Leave out the pictures and copy the remaining records exactly.

== The records

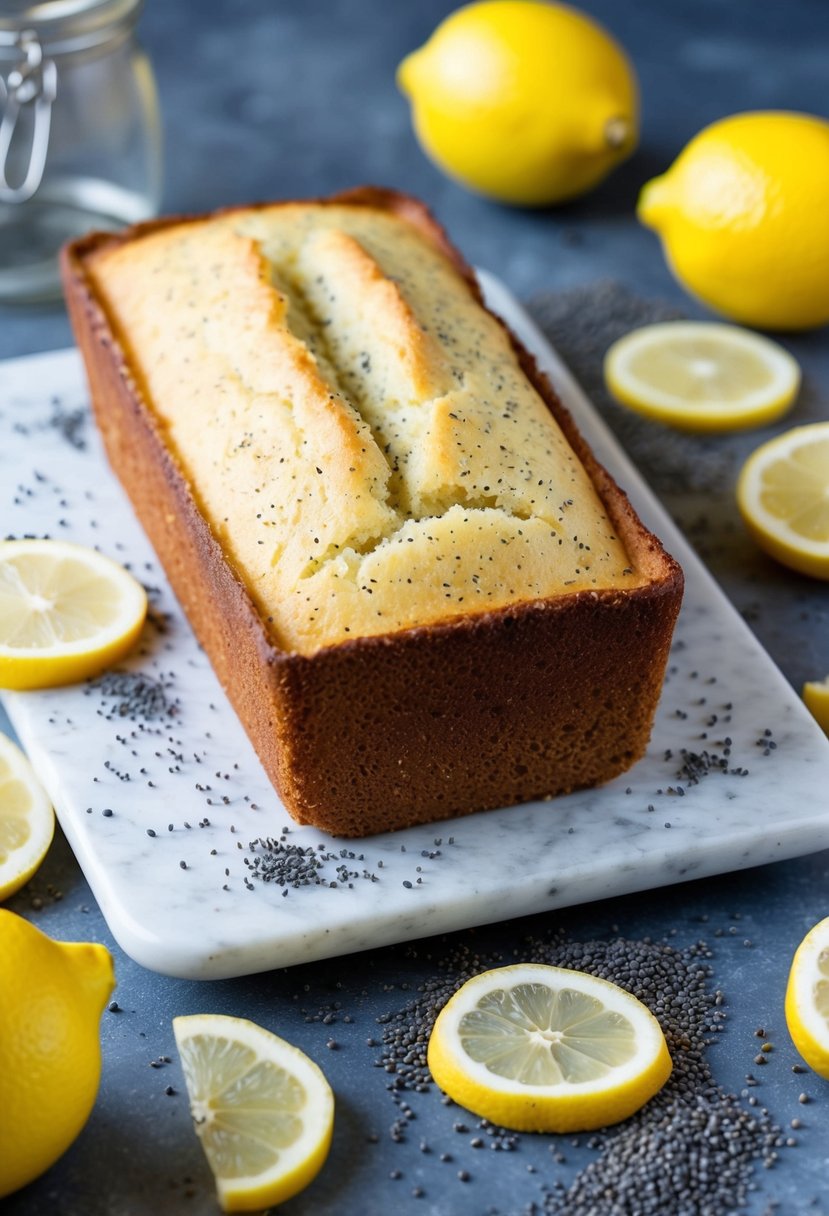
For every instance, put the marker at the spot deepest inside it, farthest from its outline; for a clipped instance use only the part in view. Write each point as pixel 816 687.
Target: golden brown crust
pixel 382 732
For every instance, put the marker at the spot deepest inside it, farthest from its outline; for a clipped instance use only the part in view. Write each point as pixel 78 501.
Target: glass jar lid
pixel 66 24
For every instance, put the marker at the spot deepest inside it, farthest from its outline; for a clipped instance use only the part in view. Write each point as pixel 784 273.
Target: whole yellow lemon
pixel 743 215
pixel 54 994
pixel 524 101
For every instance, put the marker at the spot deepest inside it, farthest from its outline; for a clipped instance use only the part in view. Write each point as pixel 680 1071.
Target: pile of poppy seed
pixel 274 860
pixel 691 1150
pixel 135 696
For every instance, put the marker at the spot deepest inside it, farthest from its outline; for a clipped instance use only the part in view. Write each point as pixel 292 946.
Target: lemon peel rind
pixel 816 698
pixel 563 1108
pixel 808 1030
pixel 281 1182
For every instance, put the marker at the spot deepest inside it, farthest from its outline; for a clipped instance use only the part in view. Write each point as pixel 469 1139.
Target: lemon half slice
pixel 783 495
pixel 66 613
pixel 807 998
pixel 27 820
pixel 547 1050
pixel 263 1109
pixel 701 375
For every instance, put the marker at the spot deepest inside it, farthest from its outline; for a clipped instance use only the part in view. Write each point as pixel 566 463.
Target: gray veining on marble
pixel 756 798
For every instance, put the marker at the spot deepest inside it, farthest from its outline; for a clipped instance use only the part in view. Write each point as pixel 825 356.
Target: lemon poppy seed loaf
pixel 421 592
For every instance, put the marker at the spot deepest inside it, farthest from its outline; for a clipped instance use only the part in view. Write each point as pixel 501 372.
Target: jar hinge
pixel 34 82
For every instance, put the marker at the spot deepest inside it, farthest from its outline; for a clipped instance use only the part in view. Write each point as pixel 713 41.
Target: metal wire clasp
pixel 33 83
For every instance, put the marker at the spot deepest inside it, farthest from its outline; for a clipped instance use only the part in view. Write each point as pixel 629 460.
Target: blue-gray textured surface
pixel 270 100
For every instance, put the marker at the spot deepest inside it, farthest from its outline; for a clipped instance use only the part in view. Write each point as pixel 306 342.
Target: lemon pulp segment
pixel 783 495
pixel 263 1109
pixel 807 998
pixel 701 376
pixel 541 1048
pixel 27 821
pixel 66 612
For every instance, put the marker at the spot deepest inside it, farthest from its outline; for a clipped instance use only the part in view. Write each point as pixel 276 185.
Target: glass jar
pixel 79 133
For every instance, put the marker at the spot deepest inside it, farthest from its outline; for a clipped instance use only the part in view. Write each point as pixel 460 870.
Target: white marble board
pixel 180 758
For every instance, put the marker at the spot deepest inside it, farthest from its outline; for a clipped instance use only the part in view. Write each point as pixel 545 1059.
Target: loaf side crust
pixel 383 732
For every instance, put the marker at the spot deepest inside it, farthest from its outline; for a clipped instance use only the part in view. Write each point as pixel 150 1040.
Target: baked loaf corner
pixel 422 594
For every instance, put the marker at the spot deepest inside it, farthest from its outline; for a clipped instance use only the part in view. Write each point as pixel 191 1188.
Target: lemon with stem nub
pixel 547 1050
pixel 263 1110
pixel 54 994
pixel 27 820
pixel 523 101
pixel 742 215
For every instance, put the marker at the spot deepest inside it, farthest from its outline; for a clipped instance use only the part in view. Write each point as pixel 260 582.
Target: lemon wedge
pixel 783 496
pixel 27 820
pixel 701 376
pixel 547 1050
pixel 816 698
pixel 263 1109
pixel 807 998
pixel 66 613
pixel 54 994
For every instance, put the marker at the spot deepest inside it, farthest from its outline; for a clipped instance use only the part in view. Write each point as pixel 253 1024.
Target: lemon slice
pixel 27 821
pixel 546 1050
pixel 816 698
pixel 783 495
pixel 263 1109
pixel 807 998
pixel 701 375
pixel 66 613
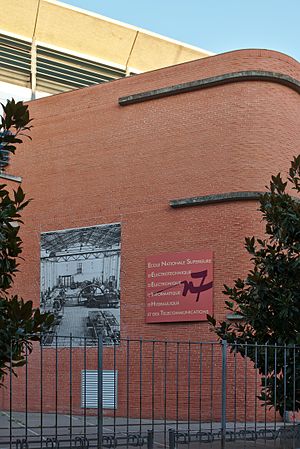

====

* Exercise result
For every instance, put the marker at the spot deepest inside it, farthest from its outline; for a clipped instance use only the part in view. Write each point as pixel 816 687.
Target: golden brown crust
pixel 382 732
For every instance, put the marker at the spot deepest inside it, farthest from its outline; for a clipped instance use only the part in view. Write each point as pixel 78 501.
Target: glass jar lid
pixel 66 24
For every instance, put the marker at the spot deepest inside it, farthest from its outline; for a clipped instance use only the part in view. Write each point as pixel 784 273.
Target: whole yellow lemon
pixel 743 215
pixel 54 994
pixel 524 101
For every instance, put the marker at the spot deepest inside it, farthest from its outline; for a clipped instance use only the part in view. Write each point as pixel 680 1071.
Target: pile of poppy seed
pixel 274 860
pixel 691 1150
pixel 135 696
For every instance, put the marker at the spot deepest inside it, farthest from its outline; for a clipped instance use only the part in view. Write each point as pixel 292 946.
Target: lemon peel rind
pixel 816 698
pixel 563 1108
pixel 808 1030
pixel 281 1182
For every instance, put the marker at the spot deepest inside it, farthest from its outline; for a clipped instance use only the part in view. Write each point as pixel 469 1139.
Target: lemon half slice
pixel 783 495
pixel 66 613
pixel 807 998
pixel 27 820
pixel 547 1050
pixel 263 1109
pixel 701 375
For every instance, put the marker at the spot deepest inside it, farthest from its outline; for a clipped instance use only the part in view. Write each point as pixel 566 463.
Target: gray veining on marble
pixel 756 798
For every instance, put the marker at the spot deepest inside it, farthest from its outline; for a clipped instance use only the part in view. Write each point as pixel 825 356.
Target: lemon poppy seed loaf
pixel 421 592
For every instance, put the marker at the spot deepest inside it, farthest from its outline; for a clipped instance use only the part in view. Write each point as pixel 501 372.
Target: jar hinge
pixel 34 82
For every instance, put the marker at the spot deepest inside it, farthest from its outline; for a clipped instance use only the part in view. Write each point as pixel 713 41.
Target: metal wire clasp
pixel 33 83
For every instance, put the marker at the spot deepest inside it, farthest from its outline; for a clipped instance use only the part in view. Write each point as pixel 629 460.
Target: blue-gray textured surface
pixel 270 100
For every instance, put the marker at the spot deepest inside it, farthest from its outline; for a clipped instance use only the part in view. Write each point as pixel 306 342.
Target: lemon pulp segment
pixel 783 495
pixel 263 1109
pixel 807 998
pixel 701 376
pixel 541 1048
pixel 27 821
pixel 66 612
For every instance, put the marker at the spot deepest inside it, farthest from its outline; for a clipped instance use only the part in view. Write each point as pixel 276 185.
Target: glass jar
pixel 79 133
For every instance, put the marker at the spot deepest inside it, farthest from its outline; for a clipped instance use only the part in view. Write each point as pixel 460 870.
Target: white marble board
pixel 180 758
For every instance, put the marker at the spot deepest inside it, farthest from its outline; for a clipped instance use only the part in view. Write each point as pixel 545 1059.
Target: loaf side crust
pixel 383 732
For every instance, put the marker at the spot deepest inside it, farthest from its outline; for a clipped instance use only the part in view. Write each point as pixel 150 1040.
Target: baked loaf corner
pixel 422 594
For every instance, put the marker at the spot deepest inside it, farthest from its outline; for a clipped instance use only the part in view. Write each point as pixel 191 1188.
Target: lemon with stem nub
pixel 547 1050
pixel 263 1110
pixel 54 994
pixel 27 820
pixel 523 101
pixel 742 215
For every instance, put the marker at the spot deepest inside it, farthest from its outline; for a clipped instance use only the part in view. Write each point as pixel 260 582.
Target: lemon wedge
pixel 783 496
pixel 27 820
pixel 701 376
pixel 547 1050
pixel 816 698
pixel 263 1109
pixel 807 998
pixel 66 613
pixel 54 994
For every instance, put the marker at the spot deepest inside it, farthest from its outline; for a clipped instance use only the part in view. Write each point as pixel 253 1024.
Target: lemon slice
pixel 27 821
pixel 546 1050
pixel 816 698
pixel 783 495
pixel 263 1109
pixel 807 998
pixel 701 375
pixel 66 613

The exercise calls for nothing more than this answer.